EXTRAIT DU TEXTE:
::::
Mme la présidente. Voici le résultat du scrutin n° 247 :

Nombre de votants 336
Nombre de suffrages exprimés 336
Pour l’adoption 154
Contre 182

Le Sénat n'a pas adopté.

Je suis saisie de huit amendements faisant l'objet d'une discussion commune.

L'amendement n° 872, présenté par M. Vandierendonck, au nom de la commission des lois, est ainsi libellé :

Alinéas 2 à 4

Rédiger ainsi ces alinéas : 

1° L’article L. 3211-1 est ainsi rédigé : 

« Art. L. 3211-1. - Le conseil général règle par ses délibérations les affaires du département. 

« Il statue sur tous les objets sur lesquels il est appelé à délibérer par les lois et règlements et sur tous les objets d’intérêt départemental dont il est saisi. » ;

La parole est à M. le rapporteur.

M. René Vandierendonck, rapporteur. Il s’agit d’un amendement rédactionnel, visant à sécuriser la définition des compétences du conseil général.

Dans un même souci, je vous proposerai tout à l’heure un amendement tendant à sécuriser les compétences du conseil régional, même s’il n’a pas été examiné en commission.

Mme la présidente. Les trois amendements suivants sont identiques.

L'amendement n° 240 rectifié bis est présenté par MM. Cazeau, Mazuir et Boutant, Mmes Bonnefoy et Nicoux, MM. Daudigny et Jeannerot, Mme Blondin, MM. Marc, Le Menn, Chastan, Miquel, Eblé, Mirassou, Auban, Rainaud, Vairetto, Krattinger, J. Gillot et Lozach, Mme Durrieu, MM. Rome, Camani et Labazée et Mme Bataille.

L'amendement n° 392 est présenté par M. Fortassin.

L'amendement n° 433 est présenté par M. Favier, Mmes Assassi, Cukierman et les membres du groupe communiste républicain et citoyen.

Ces trois amendements sont ainsi libellés :

Après l’alinéa 3

Insérer deux alinéas ainsi rédigés :

...) Après le deuxième alinéa, il est inséré un alinéa ainsi rédigé :

« Il a compétence pour promouvoir les solidarités et la cohésion territoriale sur le territoire départemental, dans le respect de l'intégrité, de l'autonomie et des attributions des régions et des communes. » ;

La parole est à M. Bernard Cazeau, pour présenter l’amendement n° 240 rectifié bis.

M. Bernard Cazeau. Je le retire au profit de l’amendement n° 872.

Mme la présidente. L'amendement n° 240 rectifié bis est retiré.

L’amendement n° 392 n’est pas défendu.

La parole est à M. Christian Favier, pour présenter l'amendement n° 433.

M. Christian Favier. Cet amendement vise à souligner le rôle et la place du département.
::::
Entrées de données

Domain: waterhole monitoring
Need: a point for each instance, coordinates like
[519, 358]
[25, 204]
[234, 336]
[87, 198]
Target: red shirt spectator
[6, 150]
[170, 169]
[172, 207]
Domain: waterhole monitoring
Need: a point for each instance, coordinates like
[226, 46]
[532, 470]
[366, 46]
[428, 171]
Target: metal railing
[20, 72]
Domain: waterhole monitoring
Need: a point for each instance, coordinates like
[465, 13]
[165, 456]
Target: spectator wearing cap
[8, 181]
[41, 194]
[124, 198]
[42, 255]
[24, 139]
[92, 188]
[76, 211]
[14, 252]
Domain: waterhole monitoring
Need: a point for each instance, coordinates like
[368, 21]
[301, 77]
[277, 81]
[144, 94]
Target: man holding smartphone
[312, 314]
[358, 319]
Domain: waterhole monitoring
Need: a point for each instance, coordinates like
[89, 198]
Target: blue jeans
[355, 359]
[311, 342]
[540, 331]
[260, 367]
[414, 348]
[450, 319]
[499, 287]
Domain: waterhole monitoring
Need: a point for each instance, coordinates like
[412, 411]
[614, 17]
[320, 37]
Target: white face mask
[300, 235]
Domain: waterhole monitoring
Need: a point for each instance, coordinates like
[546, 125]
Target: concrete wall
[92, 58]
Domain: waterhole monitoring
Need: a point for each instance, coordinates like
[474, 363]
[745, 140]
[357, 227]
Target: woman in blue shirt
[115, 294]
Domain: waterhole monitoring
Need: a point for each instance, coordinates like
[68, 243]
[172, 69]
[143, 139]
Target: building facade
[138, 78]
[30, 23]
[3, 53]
::::
CONSIGNES:
1. Répondez à ces questions d'après l'extrait de débat au Sénat :
(a) Combien de voix se sont exprimées contre lors du scrutin n° 247 ?
(b) Qui présente l'amendement n° 392 ?
(c) Au profit de quel amendement M. Bernard Cazeau retire-t-il le sien ?
2. Recopiez fidèlement le passage de l'extrait de débat au Sénat qui commence par les mots « Rédiger ainsi ces » et se termine par « M. le rapporteur. ».

RÉPONSES ATTENDUES:
1.
(a) 182
(b) M. Fortassin
(c) L'amendement n° 872

2.
Rédiger ainsi ces alinéas : 

1° L’article L. 3211-1 est ainsi rédigé : 

« Art. L. 3211-1. - Le conseil général règle par ses délibérations les affaires du département. 

« Il statue sur tous les objets sur lesquels il est appelé à délibérer par les lois et règlements et sur tous les objets d’intérêt départemental dont il est saisi. » ;

La parole est à M. le rapporteur.